**Text block**
◆ ◆ ◆ ◆

It was just for fun; I am really sorry if I‘ve offended you that was not my intention.


----------



## likith_jogi

Thanks Ecureilx,

I hv 2+ Exp in Linux, i'm giving my rhce exam this month. i visited this website Ministry of Manpower Singapore and i did "Self Assessment Tool for Employment/S Pass" for visa. but this is wat i got it


Result


Based on the information you have provided, the individual is likely to qualify for both Employment Pass (EP) and S Pass.



This does not represent an approval and the result does not take into account:
1) The Employer's Profile (e.g lack of quota for S Passes) and
2) Candidate's Antecedent (e.g previous offence)

These will be evaluated when you make the actual application.

i'm still thinking wat to do, plz guide me through this.

Thanks,
Likith


----------



## ani_india

likith_jogi said:


> Thanks Ecureilx,
> 
> I hv 2+ Exp in Linux, i'm giving my rhce exam this month. i visited this website Ministry of Manpower Singapore and i did "Self Assessment Tool for Employment/S Pass" for visa. but this is wat i got it
> 
> 
> Result
> 
> 
> Based on the information you have provided, the individual is likely to qualify for both Employment Pass (EP) and S Pass.
> 
> 
> 
> This does not represent an approval and the result does not take into account:
> 1) The Employer's Profile (e.g lack of quota for S Passes) and
> 2) Candidate's Antecedent (e.g previous offence)
> 
> These will be evaluated when you make the actual application.
> 
> i'm still thinking wat to do, plz guide me through this.
> 
> Thanks,
> Likith


All these things 'll make sense after you get a job in Singapore. You shouldn't worry about S pass/EP etc before getting a JOB....

Just to clarify , The visa system in Singapore is different from US H1B (Tier 1 in UK). You first need to get a job before being eligible to apply for any work related visa.

◆ ◆ ◆ ◆

**Information provided**

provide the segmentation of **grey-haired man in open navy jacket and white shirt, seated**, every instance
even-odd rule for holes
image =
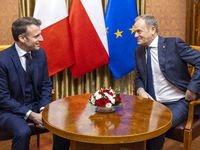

◆ ◆ ◆ ◆

**Directions**
Extend the forum thread about Singapore work passes, picking up after its final sentence.

**Answer**
----------



## likith_jogi

Hi Ani,

Thanks man :yo: :yo: , would it be possible to gv me some consultancy details if u know any.

mail me [email protected].

Thanks again 
Likith


----------



## simonsays

likith_jogi said:


> Thanks Ecureilx,
> 
> I hv 2+ Exp in Linux, i'm giving my rhce exam this month. i visited this website Ministry of Manpower Singapore and i did "Self Assessment Tool for Employment/S Pass" for visa. but this is wat i got it
> 
> 
> Result
> 
> 
> Based on the information you have provided, the individual is likely to qualify for both Employment Pass (EP) and S Pass.
> 
> 
> 
> This does not represent an approval and the result does not take into account:
> 1) The Employer's Profile (e.g lack of quota for S Passes) and
> 2) Candidate's Antecedent (e.g previous offence)
> 
> These will be evaluated when you make the actual application.
> 
> i'm still thinking wat to do, plz guide me through this.
> 
> Thanks,
> Likith


I would also add "employer's interest to recruit foreigners, in the current climate .. "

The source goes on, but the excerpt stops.